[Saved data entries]

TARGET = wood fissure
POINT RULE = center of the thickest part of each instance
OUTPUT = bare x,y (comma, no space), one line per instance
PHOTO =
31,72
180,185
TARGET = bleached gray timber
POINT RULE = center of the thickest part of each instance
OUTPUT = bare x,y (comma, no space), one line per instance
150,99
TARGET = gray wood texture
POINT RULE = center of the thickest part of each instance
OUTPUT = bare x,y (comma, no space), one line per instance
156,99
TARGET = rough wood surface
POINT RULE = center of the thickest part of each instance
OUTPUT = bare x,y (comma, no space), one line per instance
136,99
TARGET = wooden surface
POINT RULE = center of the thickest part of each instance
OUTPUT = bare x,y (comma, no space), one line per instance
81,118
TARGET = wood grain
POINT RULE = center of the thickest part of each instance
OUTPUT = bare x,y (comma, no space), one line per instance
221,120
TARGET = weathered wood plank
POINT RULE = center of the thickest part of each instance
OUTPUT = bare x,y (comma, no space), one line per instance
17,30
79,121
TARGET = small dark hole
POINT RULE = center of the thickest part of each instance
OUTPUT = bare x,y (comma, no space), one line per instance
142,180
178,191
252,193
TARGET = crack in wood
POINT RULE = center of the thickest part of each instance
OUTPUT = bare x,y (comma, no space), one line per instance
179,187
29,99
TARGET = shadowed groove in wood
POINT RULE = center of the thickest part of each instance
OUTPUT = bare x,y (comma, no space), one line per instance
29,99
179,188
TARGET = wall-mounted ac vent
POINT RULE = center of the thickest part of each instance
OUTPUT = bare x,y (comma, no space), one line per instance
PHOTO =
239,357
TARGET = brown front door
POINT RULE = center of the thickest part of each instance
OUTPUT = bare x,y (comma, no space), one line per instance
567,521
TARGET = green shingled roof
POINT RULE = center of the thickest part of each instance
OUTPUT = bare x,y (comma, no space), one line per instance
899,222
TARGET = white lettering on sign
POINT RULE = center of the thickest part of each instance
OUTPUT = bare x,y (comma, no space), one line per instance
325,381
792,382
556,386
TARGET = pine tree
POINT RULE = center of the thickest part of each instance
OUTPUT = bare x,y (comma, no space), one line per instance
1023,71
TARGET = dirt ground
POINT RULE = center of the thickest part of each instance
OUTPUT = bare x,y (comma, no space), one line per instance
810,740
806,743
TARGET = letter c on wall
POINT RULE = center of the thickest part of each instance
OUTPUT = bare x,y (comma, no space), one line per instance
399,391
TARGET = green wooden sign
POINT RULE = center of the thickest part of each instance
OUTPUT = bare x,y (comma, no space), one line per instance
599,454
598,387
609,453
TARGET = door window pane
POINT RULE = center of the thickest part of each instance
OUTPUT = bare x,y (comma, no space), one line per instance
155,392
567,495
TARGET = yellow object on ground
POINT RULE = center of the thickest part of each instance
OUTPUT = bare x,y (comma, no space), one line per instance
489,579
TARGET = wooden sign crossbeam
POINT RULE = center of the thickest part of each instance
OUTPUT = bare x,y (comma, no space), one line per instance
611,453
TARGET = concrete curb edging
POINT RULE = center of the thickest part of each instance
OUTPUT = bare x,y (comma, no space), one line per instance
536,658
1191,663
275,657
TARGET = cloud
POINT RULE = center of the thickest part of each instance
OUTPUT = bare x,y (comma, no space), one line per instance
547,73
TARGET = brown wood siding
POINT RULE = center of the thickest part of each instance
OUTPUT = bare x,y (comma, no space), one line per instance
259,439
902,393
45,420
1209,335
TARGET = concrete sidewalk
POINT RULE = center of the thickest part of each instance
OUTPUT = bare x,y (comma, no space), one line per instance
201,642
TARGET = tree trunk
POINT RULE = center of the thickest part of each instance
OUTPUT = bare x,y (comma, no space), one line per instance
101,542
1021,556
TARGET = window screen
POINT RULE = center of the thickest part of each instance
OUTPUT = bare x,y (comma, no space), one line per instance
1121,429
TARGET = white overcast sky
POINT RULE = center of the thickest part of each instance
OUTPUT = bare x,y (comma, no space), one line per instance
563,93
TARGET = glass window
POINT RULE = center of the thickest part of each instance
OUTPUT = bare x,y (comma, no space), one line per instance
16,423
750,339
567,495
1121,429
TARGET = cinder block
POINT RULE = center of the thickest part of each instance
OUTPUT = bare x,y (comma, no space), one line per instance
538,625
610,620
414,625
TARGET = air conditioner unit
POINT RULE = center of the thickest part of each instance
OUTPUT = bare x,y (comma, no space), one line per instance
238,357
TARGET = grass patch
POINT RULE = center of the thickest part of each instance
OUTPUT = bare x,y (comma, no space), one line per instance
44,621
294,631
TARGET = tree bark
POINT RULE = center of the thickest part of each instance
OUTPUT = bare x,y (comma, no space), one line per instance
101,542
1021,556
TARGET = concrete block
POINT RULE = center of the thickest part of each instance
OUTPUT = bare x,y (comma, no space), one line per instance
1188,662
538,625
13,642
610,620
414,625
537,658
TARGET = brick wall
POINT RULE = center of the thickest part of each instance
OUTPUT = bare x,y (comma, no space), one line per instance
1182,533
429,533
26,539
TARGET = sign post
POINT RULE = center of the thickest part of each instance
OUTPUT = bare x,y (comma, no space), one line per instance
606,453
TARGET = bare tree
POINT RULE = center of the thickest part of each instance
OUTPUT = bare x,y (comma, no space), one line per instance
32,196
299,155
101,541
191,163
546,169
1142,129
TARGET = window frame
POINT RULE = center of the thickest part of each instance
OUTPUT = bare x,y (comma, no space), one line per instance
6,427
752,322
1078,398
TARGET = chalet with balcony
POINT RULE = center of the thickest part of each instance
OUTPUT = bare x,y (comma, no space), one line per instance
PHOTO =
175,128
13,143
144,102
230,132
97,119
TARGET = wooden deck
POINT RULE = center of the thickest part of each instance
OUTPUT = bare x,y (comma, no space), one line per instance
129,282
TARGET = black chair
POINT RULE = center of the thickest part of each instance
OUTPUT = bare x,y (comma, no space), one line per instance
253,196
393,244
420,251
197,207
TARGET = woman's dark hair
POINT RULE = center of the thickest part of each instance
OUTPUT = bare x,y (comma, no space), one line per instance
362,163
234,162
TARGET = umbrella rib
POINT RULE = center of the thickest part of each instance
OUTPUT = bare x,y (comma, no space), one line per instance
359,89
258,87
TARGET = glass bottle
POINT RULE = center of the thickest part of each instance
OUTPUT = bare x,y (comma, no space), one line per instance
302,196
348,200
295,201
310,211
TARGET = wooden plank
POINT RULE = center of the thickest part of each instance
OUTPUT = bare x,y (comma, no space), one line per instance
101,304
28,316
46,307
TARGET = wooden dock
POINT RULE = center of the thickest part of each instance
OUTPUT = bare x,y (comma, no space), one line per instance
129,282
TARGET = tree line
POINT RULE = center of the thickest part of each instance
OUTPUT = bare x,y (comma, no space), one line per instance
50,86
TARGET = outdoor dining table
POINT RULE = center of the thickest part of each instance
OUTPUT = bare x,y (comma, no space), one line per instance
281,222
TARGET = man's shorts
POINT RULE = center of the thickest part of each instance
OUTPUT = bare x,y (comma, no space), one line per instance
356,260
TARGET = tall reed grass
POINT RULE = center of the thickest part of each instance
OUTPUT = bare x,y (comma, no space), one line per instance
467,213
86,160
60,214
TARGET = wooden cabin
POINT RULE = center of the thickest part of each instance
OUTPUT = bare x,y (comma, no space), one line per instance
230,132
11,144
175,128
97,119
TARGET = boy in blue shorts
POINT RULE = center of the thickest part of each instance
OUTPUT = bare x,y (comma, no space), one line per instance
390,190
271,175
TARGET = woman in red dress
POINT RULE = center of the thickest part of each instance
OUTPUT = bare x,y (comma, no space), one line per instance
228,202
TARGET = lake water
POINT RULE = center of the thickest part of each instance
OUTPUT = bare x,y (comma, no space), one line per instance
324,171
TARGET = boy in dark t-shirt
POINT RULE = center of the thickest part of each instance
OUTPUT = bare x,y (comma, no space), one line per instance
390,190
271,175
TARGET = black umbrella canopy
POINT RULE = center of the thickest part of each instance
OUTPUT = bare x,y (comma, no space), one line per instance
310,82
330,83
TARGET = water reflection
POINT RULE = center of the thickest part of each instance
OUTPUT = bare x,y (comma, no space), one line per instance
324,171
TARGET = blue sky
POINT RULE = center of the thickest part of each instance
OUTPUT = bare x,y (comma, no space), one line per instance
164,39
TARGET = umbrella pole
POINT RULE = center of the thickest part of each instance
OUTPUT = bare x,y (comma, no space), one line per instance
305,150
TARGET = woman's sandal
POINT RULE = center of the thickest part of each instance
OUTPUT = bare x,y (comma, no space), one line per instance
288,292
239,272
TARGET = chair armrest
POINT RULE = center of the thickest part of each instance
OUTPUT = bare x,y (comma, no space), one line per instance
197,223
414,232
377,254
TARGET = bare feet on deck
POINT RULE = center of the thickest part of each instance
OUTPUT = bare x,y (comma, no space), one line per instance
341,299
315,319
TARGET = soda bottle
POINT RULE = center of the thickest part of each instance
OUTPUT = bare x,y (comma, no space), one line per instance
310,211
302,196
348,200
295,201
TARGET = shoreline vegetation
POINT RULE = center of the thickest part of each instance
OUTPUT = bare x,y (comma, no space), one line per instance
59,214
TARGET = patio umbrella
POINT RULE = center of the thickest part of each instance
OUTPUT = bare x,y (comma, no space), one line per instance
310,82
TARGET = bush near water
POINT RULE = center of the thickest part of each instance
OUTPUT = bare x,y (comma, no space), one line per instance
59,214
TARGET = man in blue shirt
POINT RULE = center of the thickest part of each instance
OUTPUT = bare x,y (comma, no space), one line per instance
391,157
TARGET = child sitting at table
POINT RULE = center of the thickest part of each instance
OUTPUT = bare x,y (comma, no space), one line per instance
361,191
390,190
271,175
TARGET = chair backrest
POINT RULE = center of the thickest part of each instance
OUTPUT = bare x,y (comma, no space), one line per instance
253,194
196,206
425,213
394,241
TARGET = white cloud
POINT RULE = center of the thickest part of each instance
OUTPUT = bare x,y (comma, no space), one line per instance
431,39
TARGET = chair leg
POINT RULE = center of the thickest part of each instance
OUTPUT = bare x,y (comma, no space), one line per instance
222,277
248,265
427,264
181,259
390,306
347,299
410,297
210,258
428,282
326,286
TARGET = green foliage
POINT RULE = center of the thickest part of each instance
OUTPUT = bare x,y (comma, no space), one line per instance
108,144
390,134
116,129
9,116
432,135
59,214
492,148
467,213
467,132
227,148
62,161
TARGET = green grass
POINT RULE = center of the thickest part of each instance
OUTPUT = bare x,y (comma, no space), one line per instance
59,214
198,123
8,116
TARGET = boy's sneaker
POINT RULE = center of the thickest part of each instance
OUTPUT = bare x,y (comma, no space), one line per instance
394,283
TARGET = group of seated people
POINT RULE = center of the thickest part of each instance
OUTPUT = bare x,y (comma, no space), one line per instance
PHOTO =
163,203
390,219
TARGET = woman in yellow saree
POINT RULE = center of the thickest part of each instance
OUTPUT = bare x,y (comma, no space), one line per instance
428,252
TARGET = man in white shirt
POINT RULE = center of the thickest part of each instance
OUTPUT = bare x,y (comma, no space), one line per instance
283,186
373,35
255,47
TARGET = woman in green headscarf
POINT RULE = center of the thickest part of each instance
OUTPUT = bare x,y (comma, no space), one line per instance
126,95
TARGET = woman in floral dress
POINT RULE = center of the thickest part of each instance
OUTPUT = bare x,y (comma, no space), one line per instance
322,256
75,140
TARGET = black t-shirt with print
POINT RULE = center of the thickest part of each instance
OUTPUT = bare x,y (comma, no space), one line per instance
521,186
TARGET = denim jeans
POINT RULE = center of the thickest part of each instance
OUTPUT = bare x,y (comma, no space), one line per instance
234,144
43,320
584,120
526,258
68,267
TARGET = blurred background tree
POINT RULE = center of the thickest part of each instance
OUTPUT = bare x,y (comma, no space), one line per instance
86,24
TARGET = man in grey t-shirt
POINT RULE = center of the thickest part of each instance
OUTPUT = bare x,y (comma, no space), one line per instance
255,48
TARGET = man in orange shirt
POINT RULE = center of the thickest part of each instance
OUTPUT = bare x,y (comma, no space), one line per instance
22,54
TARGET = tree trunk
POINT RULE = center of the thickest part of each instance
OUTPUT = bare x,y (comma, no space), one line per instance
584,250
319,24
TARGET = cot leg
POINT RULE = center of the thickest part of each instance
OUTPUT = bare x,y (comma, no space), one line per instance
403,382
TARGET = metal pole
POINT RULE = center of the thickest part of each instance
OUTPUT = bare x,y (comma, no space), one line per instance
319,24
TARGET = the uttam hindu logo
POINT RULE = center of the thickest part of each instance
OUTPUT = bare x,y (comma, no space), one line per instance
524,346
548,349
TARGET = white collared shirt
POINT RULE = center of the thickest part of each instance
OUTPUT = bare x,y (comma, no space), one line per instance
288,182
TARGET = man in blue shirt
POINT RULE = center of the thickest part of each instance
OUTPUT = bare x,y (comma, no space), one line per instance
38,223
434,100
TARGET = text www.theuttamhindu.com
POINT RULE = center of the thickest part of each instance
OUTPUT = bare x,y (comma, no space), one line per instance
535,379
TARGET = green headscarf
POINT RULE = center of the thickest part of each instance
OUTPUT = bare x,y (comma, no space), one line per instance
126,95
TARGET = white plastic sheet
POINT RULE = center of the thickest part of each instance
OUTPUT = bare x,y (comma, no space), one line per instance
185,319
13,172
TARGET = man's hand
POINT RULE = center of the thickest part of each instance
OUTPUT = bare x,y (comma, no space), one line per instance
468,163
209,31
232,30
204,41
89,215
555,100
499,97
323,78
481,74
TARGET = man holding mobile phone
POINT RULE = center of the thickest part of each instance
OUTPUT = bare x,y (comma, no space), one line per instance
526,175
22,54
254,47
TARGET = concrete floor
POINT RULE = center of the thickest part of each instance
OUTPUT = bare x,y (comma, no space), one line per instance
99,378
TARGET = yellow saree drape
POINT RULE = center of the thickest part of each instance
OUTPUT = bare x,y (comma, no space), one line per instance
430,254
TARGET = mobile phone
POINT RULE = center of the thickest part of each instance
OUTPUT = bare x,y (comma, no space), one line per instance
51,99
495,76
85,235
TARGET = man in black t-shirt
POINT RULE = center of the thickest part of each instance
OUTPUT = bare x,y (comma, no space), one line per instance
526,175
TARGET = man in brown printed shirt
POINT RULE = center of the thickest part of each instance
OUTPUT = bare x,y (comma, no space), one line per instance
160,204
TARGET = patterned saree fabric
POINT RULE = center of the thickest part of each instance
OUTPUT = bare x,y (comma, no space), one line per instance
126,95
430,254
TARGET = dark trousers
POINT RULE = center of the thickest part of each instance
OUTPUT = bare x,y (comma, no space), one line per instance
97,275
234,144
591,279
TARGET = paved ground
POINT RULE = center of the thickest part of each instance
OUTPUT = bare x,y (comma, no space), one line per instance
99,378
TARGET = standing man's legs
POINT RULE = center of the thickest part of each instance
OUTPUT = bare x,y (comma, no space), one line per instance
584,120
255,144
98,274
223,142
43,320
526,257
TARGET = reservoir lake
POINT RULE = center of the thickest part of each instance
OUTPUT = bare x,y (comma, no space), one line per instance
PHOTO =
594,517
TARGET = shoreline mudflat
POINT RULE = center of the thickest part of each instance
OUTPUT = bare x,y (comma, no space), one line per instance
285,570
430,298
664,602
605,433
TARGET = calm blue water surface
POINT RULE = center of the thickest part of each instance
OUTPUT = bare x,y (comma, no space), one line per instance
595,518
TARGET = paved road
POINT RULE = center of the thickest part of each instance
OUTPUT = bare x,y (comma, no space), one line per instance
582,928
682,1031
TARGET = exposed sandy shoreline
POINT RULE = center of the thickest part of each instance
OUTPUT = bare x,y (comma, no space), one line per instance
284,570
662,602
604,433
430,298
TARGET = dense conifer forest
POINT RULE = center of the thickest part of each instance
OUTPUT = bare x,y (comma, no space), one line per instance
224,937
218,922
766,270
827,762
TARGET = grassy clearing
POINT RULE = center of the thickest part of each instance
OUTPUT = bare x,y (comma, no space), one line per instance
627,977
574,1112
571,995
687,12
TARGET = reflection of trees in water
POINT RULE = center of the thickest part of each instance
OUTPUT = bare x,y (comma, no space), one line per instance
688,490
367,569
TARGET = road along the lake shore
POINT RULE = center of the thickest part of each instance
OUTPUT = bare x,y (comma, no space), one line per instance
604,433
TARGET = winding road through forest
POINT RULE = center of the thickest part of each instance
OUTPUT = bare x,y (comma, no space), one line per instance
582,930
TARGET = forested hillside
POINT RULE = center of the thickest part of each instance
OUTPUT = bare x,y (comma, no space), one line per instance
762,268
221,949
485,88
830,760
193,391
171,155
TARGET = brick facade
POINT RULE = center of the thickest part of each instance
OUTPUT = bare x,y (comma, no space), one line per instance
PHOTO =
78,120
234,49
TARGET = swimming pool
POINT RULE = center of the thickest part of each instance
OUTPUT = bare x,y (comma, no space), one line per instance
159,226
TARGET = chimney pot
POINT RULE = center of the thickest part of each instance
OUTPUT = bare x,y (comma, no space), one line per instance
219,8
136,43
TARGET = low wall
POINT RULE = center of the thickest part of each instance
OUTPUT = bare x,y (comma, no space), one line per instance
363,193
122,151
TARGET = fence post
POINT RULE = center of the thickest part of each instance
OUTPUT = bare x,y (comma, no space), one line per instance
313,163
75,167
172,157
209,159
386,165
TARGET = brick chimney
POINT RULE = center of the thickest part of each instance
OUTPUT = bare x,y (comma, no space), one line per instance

* WRITTEN INSTRUCTION *
Repeat word for word every line from the one that holds "TARGET = brick facade" to the end. Both ends count.

* EXPECTED ANSWER *
TARGET = brick facade
POINT RULE = center of the thickest part of each instance
OUTPUT = bare x,y (comma, no space), one line per instance
PHOTO =
78,120
234,49
TARGET = swimming pool
POINT RULE = center of the thickest part of each instance
OUTPUT = bare x,y (comma, no space), one line per instance
159,226
TARGET = chimney pot
POINT RULE = center of the thickest part of each instance
OUTPUT = bare x,y (comma, no space), one line per instance
219,8
136,43
TARGET = low wall
POINT RULE = center of the thickest part of each instance
OUTPUT = bare x,y (comma, no space), one line per instance
363,193
122,151
TARGET = fence post
POINT RULE = center of the thickest part of each instance
OUTPUT = bare x,y (comma, no space), one line per instance
313,163
75,167
172,157
209,159
386,165
TARGET = brick chimney
POINT RULE = center of the thickest part of each instance
OUTPUT = bare x,y (comma, no space), one line per instance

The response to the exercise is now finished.